SET TASK> Reproduce every line of the data below word for word, keeping each character and line break unchanged.

--- SUPPLIED RECORDS ---

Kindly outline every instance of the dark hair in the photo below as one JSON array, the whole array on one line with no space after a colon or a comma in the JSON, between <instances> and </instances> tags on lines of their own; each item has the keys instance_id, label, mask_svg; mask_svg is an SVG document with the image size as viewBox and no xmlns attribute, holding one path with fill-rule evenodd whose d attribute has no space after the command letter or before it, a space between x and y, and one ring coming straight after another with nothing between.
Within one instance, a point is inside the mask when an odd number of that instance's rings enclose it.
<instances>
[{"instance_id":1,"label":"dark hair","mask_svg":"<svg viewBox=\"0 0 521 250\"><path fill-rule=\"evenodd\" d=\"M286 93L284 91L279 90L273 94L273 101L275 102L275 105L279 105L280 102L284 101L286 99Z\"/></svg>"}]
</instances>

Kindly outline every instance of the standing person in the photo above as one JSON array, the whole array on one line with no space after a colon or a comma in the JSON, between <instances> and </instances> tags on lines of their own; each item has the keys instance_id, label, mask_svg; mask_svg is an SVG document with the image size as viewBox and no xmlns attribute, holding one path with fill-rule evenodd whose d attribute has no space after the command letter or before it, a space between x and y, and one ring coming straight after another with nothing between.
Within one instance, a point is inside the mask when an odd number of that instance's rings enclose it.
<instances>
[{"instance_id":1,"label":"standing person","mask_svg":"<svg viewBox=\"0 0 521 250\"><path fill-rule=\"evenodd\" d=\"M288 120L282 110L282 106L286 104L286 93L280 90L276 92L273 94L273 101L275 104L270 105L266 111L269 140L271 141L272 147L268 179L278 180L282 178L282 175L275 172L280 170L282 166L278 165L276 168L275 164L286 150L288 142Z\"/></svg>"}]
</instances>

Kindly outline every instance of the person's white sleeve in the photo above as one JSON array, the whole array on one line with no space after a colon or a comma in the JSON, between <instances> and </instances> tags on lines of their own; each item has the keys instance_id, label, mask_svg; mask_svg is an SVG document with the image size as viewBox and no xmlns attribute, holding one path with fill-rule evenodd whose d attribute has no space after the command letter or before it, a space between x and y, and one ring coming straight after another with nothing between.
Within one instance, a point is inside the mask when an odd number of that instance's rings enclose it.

---

COMPLETED EXERCISE>
Kindly outline every instance of the dark hair in the photo below as one JSON array, the whole array on one line with no space after a colon or a comma in the JSON, between <instances> and </instances> tags on lines of their own; each item has the keys instance_id, label, mask_svg; mask_svg is an SVG document with the image size as viewBox and no xmlns attribute, holding one path with fill-rule evenodd whose d attribute has no space after the command letter or before it, a space between x and y, and one ring coming straight after another with nothing between.
Within one instance, a point is inside the mask when an odd number of that instance's rings enclose it.
<instances>
[{"instance_id":1,"label":"dark hair","mask_svg":"<svg viewBox=\"0 0 521 250\"><path fill-rule=\"evenodd\" d=\"M286 93L284 91L279 90L273 94L273 101L275 102L275 105L279 105L280 102L284 101L286 99Z\"/></svg>"}]
</instances>

Kindly outline every instance of the standing person in the photo above as one JSON array, the whole array on one line with no space after a colon or a comma in the JSON, between <instances> and </instances> tags on lines of their own; each item has the keys instance_id, label, mask_svg; mask_svg is an SVG document with the image size as viewBox and no xmlns attribute, holding one path with fill-rule evenodd whose d attribute has no space after the command letter or before it, a space between x and y, and one ring coming straight after another with nothing between.
Within one instance, a point is inside the mask when an odd number of that instance's rings enclose it.
<instances>
[{"instance_id":1,"label":"standing person","mask_svg":"<svg viewBox=\"0 0 521 250\"><path fill-rule=\"evenodd\" d=\"M288 120L282 110L282 106L286 104L286 93L280 90L276 92L273 94L273 101L275 104L270 105L266 111L269 140L271 141L272 147L268 179L278 180L282 178L282 175L275 172L280 170L282 166L278 165L276 168L275 164L286 150L288 142Z\"/></svg>"}]
</instances>

Kindly outline every instance of the person's white sleeve in the photo above as one JSON array, the whole array on one line with no space after a colon or a comma in the JSON, between <instances> and </instances> tags on lines of their own; each item has the keys instance_id, label, mask_svg; mask_svg is an SVG document with the image size as viewBox and no xmlns attribute, holding one path with fill-rule evenodd whose d attribute has no space after the command letter or before it, a space between x and y, and one ring coming straight after another with nothing between.
Within one instance, a point is inside the mask when an odd number of that instance's rings enclose it.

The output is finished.